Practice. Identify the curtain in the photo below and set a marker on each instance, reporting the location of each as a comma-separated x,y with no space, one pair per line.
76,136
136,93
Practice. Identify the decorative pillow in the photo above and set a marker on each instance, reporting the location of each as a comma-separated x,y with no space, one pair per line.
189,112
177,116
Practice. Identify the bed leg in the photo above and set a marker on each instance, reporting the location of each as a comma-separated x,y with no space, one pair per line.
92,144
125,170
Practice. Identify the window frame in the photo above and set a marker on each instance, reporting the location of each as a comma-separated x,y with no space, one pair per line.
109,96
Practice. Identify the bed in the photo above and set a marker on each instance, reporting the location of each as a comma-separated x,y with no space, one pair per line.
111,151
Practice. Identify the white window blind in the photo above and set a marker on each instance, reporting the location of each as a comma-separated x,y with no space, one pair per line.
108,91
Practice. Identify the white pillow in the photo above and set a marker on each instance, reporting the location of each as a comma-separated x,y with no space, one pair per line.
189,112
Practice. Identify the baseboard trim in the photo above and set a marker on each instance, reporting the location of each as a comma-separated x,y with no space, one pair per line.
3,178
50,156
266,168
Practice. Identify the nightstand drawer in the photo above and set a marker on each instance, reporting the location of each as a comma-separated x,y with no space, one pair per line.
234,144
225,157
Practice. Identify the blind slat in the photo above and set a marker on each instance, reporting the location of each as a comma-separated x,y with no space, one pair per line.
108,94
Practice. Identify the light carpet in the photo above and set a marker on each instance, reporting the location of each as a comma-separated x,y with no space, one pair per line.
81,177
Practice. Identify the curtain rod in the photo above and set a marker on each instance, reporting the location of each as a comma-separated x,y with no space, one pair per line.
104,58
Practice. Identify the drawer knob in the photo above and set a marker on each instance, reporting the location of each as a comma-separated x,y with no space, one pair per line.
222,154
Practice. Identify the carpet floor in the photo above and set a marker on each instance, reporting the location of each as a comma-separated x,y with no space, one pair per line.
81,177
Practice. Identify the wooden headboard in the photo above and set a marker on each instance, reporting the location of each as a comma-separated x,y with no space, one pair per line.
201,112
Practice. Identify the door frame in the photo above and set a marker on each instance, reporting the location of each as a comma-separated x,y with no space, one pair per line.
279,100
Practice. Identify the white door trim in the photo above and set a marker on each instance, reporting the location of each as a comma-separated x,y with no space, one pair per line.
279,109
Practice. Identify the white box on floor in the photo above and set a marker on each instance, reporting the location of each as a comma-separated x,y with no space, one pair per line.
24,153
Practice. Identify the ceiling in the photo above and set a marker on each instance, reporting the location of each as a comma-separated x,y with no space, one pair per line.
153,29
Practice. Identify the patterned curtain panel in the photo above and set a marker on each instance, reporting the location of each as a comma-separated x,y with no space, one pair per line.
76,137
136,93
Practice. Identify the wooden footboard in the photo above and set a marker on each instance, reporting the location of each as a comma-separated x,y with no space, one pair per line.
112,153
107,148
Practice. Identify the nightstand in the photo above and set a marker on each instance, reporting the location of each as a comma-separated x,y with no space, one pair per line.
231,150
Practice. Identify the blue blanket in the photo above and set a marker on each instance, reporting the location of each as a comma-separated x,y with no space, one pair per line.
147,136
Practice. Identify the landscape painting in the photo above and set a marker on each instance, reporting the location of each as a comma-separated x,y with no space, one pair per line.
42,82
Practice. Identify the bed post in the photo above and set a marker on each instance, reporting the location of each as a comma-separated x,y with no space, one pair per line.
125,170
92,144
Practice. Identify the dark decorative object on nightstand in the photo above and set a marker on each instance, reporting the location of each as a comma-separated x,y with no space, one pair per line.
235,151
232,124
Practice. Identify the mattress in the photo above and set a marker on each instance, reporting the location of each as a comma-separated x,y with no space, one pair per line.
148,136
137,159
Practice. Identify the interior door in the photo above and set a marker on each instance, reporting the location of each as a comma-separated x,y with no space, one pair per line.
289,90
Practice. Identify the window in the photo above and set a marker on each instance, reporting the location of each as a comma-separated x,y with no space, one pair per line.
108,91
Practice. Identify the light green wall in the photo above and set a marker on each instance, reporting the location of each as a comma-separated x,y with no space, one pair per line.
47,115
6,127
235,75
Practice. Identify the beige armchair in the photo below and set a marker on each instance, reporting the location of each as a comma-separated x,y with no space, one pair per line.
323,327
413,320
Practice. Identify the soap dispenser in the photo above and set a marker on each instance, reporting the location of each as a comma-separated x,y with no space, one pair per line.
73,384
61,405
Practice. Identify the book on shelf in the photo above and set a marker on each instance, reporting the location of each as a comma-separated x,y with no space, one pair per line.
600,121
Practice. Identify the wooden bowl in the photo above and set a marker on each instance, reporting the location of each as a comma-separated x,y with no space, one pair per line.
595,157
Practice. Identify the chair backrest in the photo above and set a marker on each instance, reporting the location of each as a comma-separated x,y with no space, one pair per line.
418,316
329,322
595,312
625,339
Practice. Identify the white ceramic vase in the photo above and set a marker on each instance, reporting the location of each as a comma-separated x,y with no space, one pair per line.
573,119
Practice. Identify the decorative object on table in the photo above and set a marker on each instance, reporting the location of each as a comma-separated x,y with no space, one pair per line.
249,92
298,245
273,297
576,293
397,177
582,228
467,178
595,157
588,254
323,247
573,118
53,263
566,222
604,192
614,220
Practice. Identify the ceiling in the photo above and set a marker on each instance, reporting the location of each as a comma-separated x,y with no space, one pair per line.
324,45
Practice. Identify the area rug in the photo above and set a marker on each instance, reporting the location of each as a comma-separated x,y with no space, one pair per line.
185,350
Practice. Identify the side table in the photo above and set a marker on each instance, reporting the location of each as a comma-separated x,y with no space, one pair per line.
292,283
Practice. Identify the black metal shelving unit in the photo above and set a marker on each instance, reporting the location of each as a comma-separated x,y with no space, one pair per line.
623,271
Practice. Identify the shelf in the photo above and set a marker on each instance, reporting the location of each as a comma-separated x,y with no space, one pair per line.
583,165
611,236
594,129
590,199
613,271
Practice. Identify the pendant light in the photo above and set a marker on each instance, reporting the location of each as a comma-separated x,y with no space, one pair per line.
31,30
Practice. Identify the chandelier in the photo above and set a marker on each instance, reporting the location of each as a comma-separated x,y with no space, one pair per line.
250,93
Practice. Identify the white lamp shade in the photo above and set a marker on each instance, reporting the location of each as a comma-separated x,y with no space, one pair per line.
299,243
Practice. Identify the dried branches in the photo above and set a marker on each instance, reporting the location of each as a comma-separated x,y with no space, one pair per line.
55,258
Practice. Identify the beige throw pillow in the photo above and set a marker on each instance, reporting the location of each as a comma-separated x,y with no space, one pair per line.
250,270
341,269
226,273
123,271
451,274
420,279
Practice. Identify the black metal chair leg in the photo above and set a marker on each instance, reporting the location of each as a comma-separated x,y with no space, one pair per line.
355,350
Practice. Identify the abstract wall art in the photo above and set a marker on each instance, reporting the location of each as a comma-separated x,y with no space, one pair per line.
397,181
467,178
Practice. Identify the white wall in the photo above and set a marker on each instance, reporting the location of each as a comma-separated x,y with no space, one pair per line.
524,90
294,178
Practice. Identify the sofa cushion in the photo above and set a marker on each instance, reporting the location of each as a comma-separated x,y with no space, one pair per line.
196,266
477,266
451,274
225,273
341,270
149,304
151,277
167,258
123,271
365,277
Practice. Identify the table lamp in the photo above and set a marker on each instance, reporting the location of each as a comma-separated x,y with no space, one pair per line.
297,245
=-=-=
→ **Aim of the task**:
Print each line of the data exactly. Keep all of it.

→ **Problem solution**:
Practice. Identify the curtain in the photo below and set a marker on each instance, reporting the location of each as a comma-separated x,y with no space, one pair per line.
76,136
136,93
Practice. Identify the decorative pillow in the photo above and set a marker on each instance, reporting the location of each as a comma-separated x,y with no space, one pair per line.
189,112
177,116
Practice. Identify the bed leg in the photo above and set a marker on each instance, reporting the location of each as a comma-separated x,y with no space, one pair per line.
92,144
125,170
Practice. Identify the window frame in the photo above and set a marker on each instance, reporting the location of each as a comma-separated x,y with no space, one pair per line.
109,96
Practice. Identify the bed in the photo above and set a marker on each instance, reporting the location of each as a comma-separated x,y with no space, one pair per line.
111,151
Practice. Identify the white window blind in the photo above and set a marker on each instance, reporting the location of each as a comma-separated x,y with no space, one pair per line.
108,91
Practice. Identify the white pillow in the photo above and set a marker on each instance, reporting the location of each as a comma-separated x,y with no space, one pair per line.
189,112
Practice. Identify the baseboard trim in the photo above and set a marker on each instance, reporting the location of each as a comma-separated x,y with no space, one pair per line.
3,178
50,156
266,168
Practice. Identify the nightstand drawer in the photo above and set a marker on each instance, reporting the location of each as a comma-separated x,y with no space, one pair per line.
234,144
225,157
Practice. Identify the blind slat in the photo above and set a marker on each instance, reporting the location of each as a comma-separated x,y with no space, one pair per line.
108,94
Practice. Identify the light carpet in the photo above and set a marker on each instance, reporting the location of each as a comma-separated x,y with no space, one pair per line.
81,177
Practice. Identify the curtain rod in the photo above and set a marker on each instance, reporting the location of each as a comma-separated x,y with no space, one pair per line.
104,58
Practice. Identify the drawer knob in the photo above and set a marker on each instance, reporting the location of each as a comma-separated x,y with no space, one pair per line.
222,154
Practice. Identify the carpet floor in the photo above and set a marker on each instance, reporting the location of each as a comma-separated x,y with no space, one pair per line.
81,177
Practice. Identify the wooden headboard in the photo above and set a marker on each instance, reporting the location of each as a comma-separated x,y with no space, one pair per line.
201,112
Practice. Identify the door frame in the photo above and set a marker on each instance, reporting the location of each as a comma-separated x,y with no space, one pair per line.
279,100
Practice. Identify the white door trim in the photo above and set a marker on each instance, reporting the location of each as a comma-separated x,y with no space, one pair per line.
279,109
Practice. Identify the white box on floor in the photo above and set a marker on each instance, reporting the location of each as a comma-separated x,y with no space, one pair per line.
24,153
Practice. Identify the ceiling in the photo above and set a marker on each instance, reporting the location of each as a comma-separated x,y with no space, one pair per line.
153,29
Practice. Identify the patterned curtain panel in the photo above and set a marker on each instance, reporting the location of each as a comma-separated x,y with no space, one pair per line.
76,137
136,93
Practice. Identify the wooden footboard in the photo above and set a marker on each instance, reporting the location of each as a comma-separated x,y with no space, one pair per line.
112,153
107,148
Practice. Identify the nightstand in the photo above and set a marker on each instance, reporting the location of each as a comma-separated x,y with no space, one pair per line.
231,150
Practice. Identify the blue blanket in the photo above and set a marker on each instance, reporting the location of each as a comma-separated x,y with no space, one pair per line.
147,136
Practice. Identify the landscape painting in the photo above and set a marker on each instance, reporting the location of each as a comma-separated x,y with no space, one pair per line.
42,82
Practice. Identify the bed post in the photo above and set a marker on each instance, reporting the location of each as a comma-separated x,y with no space, one pair per line.
125,170
92,144
Practice. Identify the dark decorative object on nightstand in the photo above and set a marker on each instance, reporting the location of each as a comma-separated x,y with no space, one pair per line.
235,151
232,124
Practice. Identify the mattress in the photo above and set a marker on each instance, reporting the location of each as a comma-separated x,y with no space, one pair per line.
148,136
137,159
Practice. Identify the interior door in the photo above and set a marker on each instance, reporting the location of each as a comma-separated x,y with no space, one pair per line.
289,90
Practice. Identify the window in the photo above and set a marker on each instance, reporting the location of each as a comma-separated x,y with no space, one pair per line.
108,91
Practice. Identify the light green wall in the photo above and set a marker on each instance, reporting the location of each as a comma-separated x,y with no space, one pair per line.
47,115
6,127
235,75
Practice. Identify the beige armchair in the photo below and set a marker on each instance, reporting the location of each as a comma-separated x,y with no space, one pair per line.
323,327
413,320
Practice. Identify the soap dispenser in the photo above and set a marker on each instance, reporting the location of each as a comma-separated x,y with no space, one pair per line.
73,384
61,405
Practice. Identify the book on shelf in the photo above and set a marker on each instance, reporting the location of each as a comma-separated x,y with no space, one pair per line.
600,121
Practice. Identify the wooden bowl in the photo above and set a marker on each instance, reporting the location of each as a comma-separated x,y with no space, one pair per line.
595,157
Practice. Identify the chair backrest in the photo above and set a marker on each instance, reporting the location of each as a comma-separated x,y with no space, one pair per line.
418,316
329,322
595,312
625,339
Practice. Identify the white ceramic vase in the photo above and set a marker on each instance, reporting the location of each as a comma-separated x,y with no space, one pair per line.
573,119
Practice. Identify the decorative object on table in the photo above and set a marker on each instance, reporting the location of each as a comma-separated x,y with no space, one pair per line.
249,92
298,245
273,297
576,293
397,177
582,228
467,178
595,157
588,254
323,247
573,118
53,263
566,222
604,192
614,220
Practice. Identify the ceiling in the photo above and set a marker on each instance, reporting the location of each as a comma-separated x,y with no space, one pair per line.
324,45
Practice. Identify the area rug in the photo above and set a marker on each instance, reporting the location of each as a comma-separated x,y with no space, one pair per line.
185,350
Practice. Identify the side table in the photo above and set a marker on each instance, reporting the location of each as a comma-separated x,y with no space, one pair per line.
292,283
Practice. Identify the black metal shelving unit in the photo above and set a marker on each instance, reporting the location of each as a comma-separated x,y with no space, one pair per line.
623,271
Practice. Identify the shelf in the photo above and set a marker on each instance, reporting the location of each as a comma-separated x,y with no space, one pair per line.
583,165
611,236
594,129
590,199
613,271
Practice. Identify the pendant light in the photo above and set a marker on each instance, reporting the location of each as a comma-separated x,y with no space, one pair per line.
31,30
Practice. Identify the chandelier in the photo above and set a marker on each instance, reporting the location of each as a comma-separated x,y with no space, one pair per line.
250,93
Practice. Identify the white lamp shade in the photo above and set a marker on each instance, reporting the location of each as a comma-separated x,y with no space, one pair per line.
299,243
Practice. Identify the dried branches in the photo above and set a marker on each instance, reporting the location of each as a comma-separated x,y with no space, one pair per line.
55,258
Practice. Identify the beige throw pillow in the photo above and set a marker on each instance, reporting the location of each as a comma-separated x,y with no space, one pair per line.
250,270
341,269
226,273
123,271
451,274
420,279
Practice. Identify the black metal chair leg in the photo above and set a marker on each instance, reporting the location of each as a comma-separated x,y with no space, one pair per line.
355,350
Practice. Identify the abstract wall art in the photo above and set a marker on each instance, reporting the location of each as a comma-separated x,y with no space, one pair per line.
397,181
467,178
Practice. Identify the white wall in the photo above and set a marker on each instance, reporting the location of each as a comma-separated x,y with no space, one pair per line.
524,90
294,178
Practice. Identify the sofa cushion in the photo above and set a marker on each instance, reporting the location of each as a comma-separated x,y with no space, one pair per line.
196,266
477,266
451,274
225,273
341,270
149,304
151,277
167,258
123,271
365,277
Practice. Identify the table lamp in the photo above and set a marker on each instance, reporting the location of each as a comma-separated x,y with no space, one pair per line.
297,245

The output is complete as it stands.